◆ WRITTEN EXERCISE 1
From the forum thread about the puppy's ears, reproduce the passage starting with "We just taped" and going on through "back and forth.".
◆ WRITTEN EXERCISE 2
Decide whether each statement agrees with the forum thread about the puppy's ears. Answer yes or no, and quote the deciding words: (a) The dog in question is nearly seven months old. (b) rickaz80 has taped the ears of his own dogs. (c) Lucy Dog says taping will damage the ears.
◆ WRITTEN EXERCISE 3
Write the next part of the forum thread about the puppy's ears, beginning after its last line.

◆ TEXT PASSAGE
begin

# Will they go up ever. Very concerned



## Ares2010 (Mar 14, 2010)

We have a nearly 7 month old GSD and his one ear stands and the other does not. I am worried it wont go up at all. I think about a month ago they were both up for a couple of days and sometimes when he runs in the house they are both up. Should I go ahead and tape them to be on the safe side. One of our friends have a GSD from the same breeder and they said thier dogs ear didn't go up until around 7 months, but everything I am hearing on here is making me wonder. He just recently lost his puppy teeth and still has molers coming in. I am going to check with the breeder to see what my options are. ANY ADVICE is much needed. Thanks


----------



## chicagojosh (Jun 22, 2010)

hi,

personally i would not tape his ears yet. if you know another pup's ears from his litter didnt stand until 7 months his probably wont either

also, i read that while they are still teething, all the calcium goes to the teeth. once he's done the calcium i guess re-directs itself to fortify his ears.

i bet they'll naturally be standing in 2 weeks.


----------



## rickaz80 (Feb 24, 2008)

Your GSD is doing well. As long as teeth are coming in the ears will be inconsistent.


----------



## Ares2010 (Mar 14, 2010)

I have waited this long because I was told by others it would be ok...but I would rather do it before it is too late..Even someone from the vets office said it might be too late...I hear conflicting stories. I Guess what I am getting at is will it hurt to do it anyway to be safe?


----------



## rickaz80 (Feb 24, 2008)

I couldn't tell you, I have not taped any of my dogs ears. Our oldest GSD did take a very long time for her ears to stand up. We were concerned also, but finally the ears did stand up.


----------



## Lucy Dog (Aug 10, 2008)

Absolutely you should tape now. You should have started taping at the 6 month mark if they werent standing. Not saying it's too late, but it's definitely not too early. Be proactive - it's not going to do any damage.

Leerburg | Taping German Shepherds Ears


----------



## Ares2010 (Mar 14, 2010)

How old was she when they finally stood up?


----------



## Elaine (Sep 10, 2006)

Almost 7 months is really late for ears to come up and don't be too surprised if it doesn't come up even with taping at this point. I would have started taping a month ago.


----------



## MaggieRoseLee (Aug 17, 2001)

Read up on the other posts in this 'Ears Up????' Subject and what people did and what worked. 

Seems to me at 7 months you may want to think about doing something, but READ UP~


----------



## Ares2010 (Mar 14, 2010)

We just taped them today...and he is still teething. I looked in his mouth and he still had teeth that were coming in. Hope it works


----------



## Ares2010 (Mar 14, 2010)

They have stood up before, so it is not like they have never been up, but it goes back and forth.


----------



## veeds35 (Mar 15, 2010)

end

◆ RECORD LIST
begin

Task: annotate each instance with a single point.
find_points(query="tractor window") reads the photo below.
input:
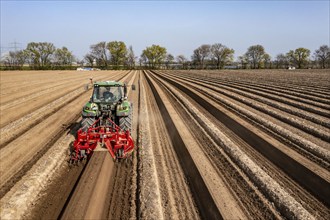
(107, 94)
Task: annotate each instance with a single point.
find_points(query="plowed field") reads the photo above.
(209, 145)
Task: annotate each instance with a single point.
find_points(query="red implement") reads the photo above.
(118, 142)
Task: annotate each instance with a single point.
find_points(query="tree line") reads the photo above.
(116, 55)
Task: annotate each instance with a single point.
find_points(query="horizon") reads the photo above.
(179, 26)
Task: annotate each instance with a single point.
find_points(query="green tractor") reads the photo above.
(106, 121)
(108, 101)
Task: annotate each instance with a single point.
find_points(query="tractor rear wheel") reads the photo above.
(125, 123)
(86, 123)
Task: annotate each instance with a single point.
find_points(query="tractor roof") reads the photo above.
(109, 83)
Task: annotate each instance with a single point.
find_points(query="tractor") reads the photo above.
(106, 123)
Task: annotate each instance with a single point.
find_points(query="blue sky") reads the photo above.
(180, 26)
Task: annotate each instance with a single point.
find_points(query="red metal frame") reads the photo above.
(119, 143)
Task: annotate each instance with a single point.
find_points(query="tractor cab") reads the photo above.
(108, 92)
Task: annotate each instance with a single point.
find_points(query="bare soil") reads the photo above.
(205, 146)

end

◆ ANSWER 1
We just taped them today...and he is still teething. I looked in his mouth and he still had teeth that were coming in. Hope it works


----------



## Ares2010 (Mar 14, 2010)

They have stood up before, so it is not like they have never been up, but it goes back and forth.

◆ ANSWER 2
(a) Yes: "We have a nearly 7 month old GSD"
(b) No: "I have not taped any of my dogs ears."
(c) No: "it's not going to do any damage."

◆ ANSWER 3
My boy is 6 mo old and his ears have not come up yet either, we brought him to the breeder and had her tape his ears up and as soon as we got home he shook his head so much everything came off so that attempt didnt work, then we tried doing it our selves and he had it all off in about an hour so I have pretty much given up and am just hoping his ears will someday go up on there own I want them up because that is how a german shepherd is supposed to look and will be dissapointed if they never stand but I wont love him any less. best of luck to you


----------



## Lilie (Feb 3, 2010)

Hondo's ears stood on and off all through his young puppy hood. More often they were floppy. At nine months one has stood and remains standing. The other stands more than it flops - but for some reason, early morning it flops. I guess it needs some cafine to get it kick started in the morning.


----------



## Ares2010 (Mar 14, 2010)

Good news....took the tape off and his one ear that I was concerned with is up..they are still wobbly when he runs but they will toughen up soon I hope. He is just a late bloomer. : )


----------



## jakeandrenee (Apr 30, 2010)

I know it's a relief when you know they are going to come up....do you give him a lot of raw bones and bully sticks? Chewing helps....


----------



## Samba (Apr 23, 2001)

If they start to come down, I wouldn't hesitate to tape them right back up.


----------



## Ares2010 (Mar 14, 2010)

I will def tape them back up...keep a close eye on it. He gets yogurt everyday, but I was told that he can get an upset stomach with raw hides. Does that sound right?


----------



## jakeandrenee (Apr 30, 2010)

No rawhide, go to the grocery store and get soup bones (marrow bones), knuckle bones and freeze them, also bully sticks are great...I can't find them in the store but I have ordered them through Amazon. I suggest the jumbo 12" ones...


----------



## Aldo (Mar 19, 2010)

I've been watching the same thing with my pup. I posted some time back about his left ear being grabbed by a child, and that ear has lagged behind. He'll be 6 months in a bit over a week, and has been bringing in REAL teeth (and it's painful watching...alright, sometimes PULLING...puppy teeth come out). I picked up some BreathRite strips (and false eyelash glue...thanks whoever did that) but that was >2 weeks ago, and keep changing my mind. I'm about ready to brace the left ear as it is more floppy, and is NEVER up unless his head is tilted. Maybe it'll make ME feel better!


----------



## Eva von Selah (May 7, 2010)

Plese consider gluing the ears instead, as taping has drawbacks. With gluing I've seen ears go up as late as 11 months. 

Luckily, Eva's ears were both up at 11 weeks, no gluing or taping.


----------



## Jacobysma (Jun 17, 2009)

I have a new little lady we purchased on 06/29, her dob is 11/2. One ear was down. Two weeks later both ears are up. Yes occasionally she gets a little floppy but both are up. Her breeder stated she had shortly before finished teething. So she was basically days short of 8 months when they went up. I hope this gives you hope. (But yes if they had not within 2 weeks I was going to tape).


----------



## Stosh (Jun 26, 2010)

Our pups ears were up and down, up and down, eventually both up... they flopped all kinds of directions when they were teething. For a while Uschi looked like she was signaling a left turn. Like others have said, if they were up once, they'll go back. Part of the fun of shepherds!


----------



## Aldo (Mar 19, 2010)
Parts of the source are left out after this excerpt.